Work task 1
According to the post on probability density ratios, what dimensions do continuous probability densities have?
Work task 2
For each statement, say whether it agrees with the post on probability density ratios and quote the words that decide it: (a) Mathematical models should be built on dimensionless quantities. (b) The proposed quantity is exactly the same as the likelihood ratio. (c) The data points to select are those with a positive enough log probability density ratio.

[[ Text excerpt, beginning ]]

Continuous probability densities are in dimensions of 1/[x]  where [x] is whatever the dimensions of the input are. For example, probability per unit length for \$\$p(x)\$\$ on \$\$x\$\$ a length.

Mathematical models should be made based on dimensionless quantities. If we’re looking to compare different data points under a model, it seems to me it’s worth considering the quantity:

\[p(x)/p(x^*)\]

Where \$\$x^*\$\$ is the x where p takes on its maximum value, so for the unit normal \$\$x^*=0\$\$ for example.

In particular, I have in mind using this alternative quantity to filter data in a similar way to the filtering by “p value” described in a previous post.

So, if you’re trying to detect unusual situations (in the previous post example it was unusual loudness of noise) you fit your model \$\$p(x)\$\$ and then for each data value \$\$x_i\$\$ you calculate \$\$\log(p(x_i)/p(x^*))\$\$ and select those data points which produce a negative enough log probability density ratio. In particular, you’d actually calculate say the average over the posterior distribution for the parameters of this quantity.

This isn’t quite the same as the likelihood ratio, since of course it’s averaged over the posterior of the parameters, but it is obviously related. (EDIT: you can obviously use these ratios both for likelihood and for posterior density of parameter values, if you’re trying to compare alternative parameters, but with parameters you probably want marginal density values, and if you have samples, you probably need kernel density estimates or something…)

[[ Text excerpt, end ]]
[[ Data supplied, beginning ]]

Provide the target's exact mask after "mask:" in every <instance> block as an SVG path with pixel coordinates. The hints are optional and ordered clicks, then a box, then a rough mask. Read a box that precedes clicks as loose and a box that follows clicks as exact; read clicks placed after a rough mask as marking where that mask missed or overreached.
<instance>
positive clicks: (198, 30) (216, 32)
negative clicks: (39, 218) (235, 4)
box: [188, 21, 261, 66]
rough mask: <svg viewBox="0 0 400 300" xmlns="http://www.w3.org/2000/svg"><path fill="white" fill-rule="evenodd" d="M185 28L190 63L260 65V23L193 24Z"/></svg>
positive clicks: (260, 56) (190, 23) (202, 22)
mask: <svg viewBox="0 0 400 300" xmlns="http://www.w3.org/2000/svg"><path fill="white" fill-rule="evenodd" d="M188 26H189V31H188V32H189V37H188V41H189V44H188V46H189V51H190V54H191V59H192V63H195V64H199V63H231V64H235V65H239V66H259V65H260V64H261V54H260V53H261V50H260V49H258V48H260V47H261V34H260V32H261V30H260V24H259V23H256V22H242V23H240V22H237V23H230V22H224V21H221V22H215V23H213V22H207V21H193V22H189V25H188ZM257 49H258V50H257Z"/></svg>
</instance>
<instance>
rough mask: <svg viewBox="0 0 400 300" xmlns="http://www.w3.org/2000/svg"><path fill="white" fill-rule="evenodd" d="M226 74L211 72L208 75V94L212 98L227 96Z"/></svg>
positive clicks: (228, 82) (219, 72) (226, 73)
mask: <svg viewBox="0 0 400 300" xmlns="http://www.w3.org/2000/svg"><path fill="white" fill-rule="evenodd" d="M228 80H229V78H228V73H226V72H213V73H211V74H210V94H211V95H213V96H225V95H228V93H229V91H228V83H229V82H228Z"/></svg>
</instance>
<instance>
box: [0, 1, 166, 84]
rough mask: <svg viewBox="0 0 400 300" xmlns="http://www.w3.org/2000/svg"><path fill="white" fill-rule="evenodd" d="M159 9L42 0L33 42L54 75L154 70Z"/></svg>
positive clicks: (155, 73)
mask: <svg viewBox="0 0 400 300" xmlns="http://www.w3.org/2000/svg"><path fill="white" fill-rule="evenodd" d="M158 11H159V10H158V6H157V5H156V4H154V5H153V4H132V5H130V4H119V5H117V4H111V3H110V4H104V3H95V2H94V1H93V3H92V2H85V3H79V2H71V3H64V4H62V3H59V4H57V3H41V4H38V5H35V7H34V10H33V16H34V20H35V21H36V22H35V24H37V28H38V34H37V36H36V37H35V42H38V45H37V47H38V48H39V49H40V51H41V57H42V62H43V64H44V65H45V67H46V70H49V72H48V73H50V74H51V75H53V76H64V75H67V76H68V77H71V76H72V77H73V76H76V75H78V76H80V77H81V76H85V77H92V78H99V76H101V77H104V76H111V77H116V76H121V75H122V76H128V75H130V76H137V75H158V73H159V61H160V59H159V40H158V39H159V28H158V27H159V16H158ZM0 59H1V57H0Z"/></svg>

[[ Data supplied, end ]]

Written reply 1
They are in dimensions of 1/[x], where [x] is the dimensions of the input.

Written reply 2
(a) Yes: "Mathematical models should be made based on dimensionless quantities."
(b) No: "This isn’t quite the same as the likelihood ratio"
(c) No: "select those data points which produce a negative enough log probability density ratio"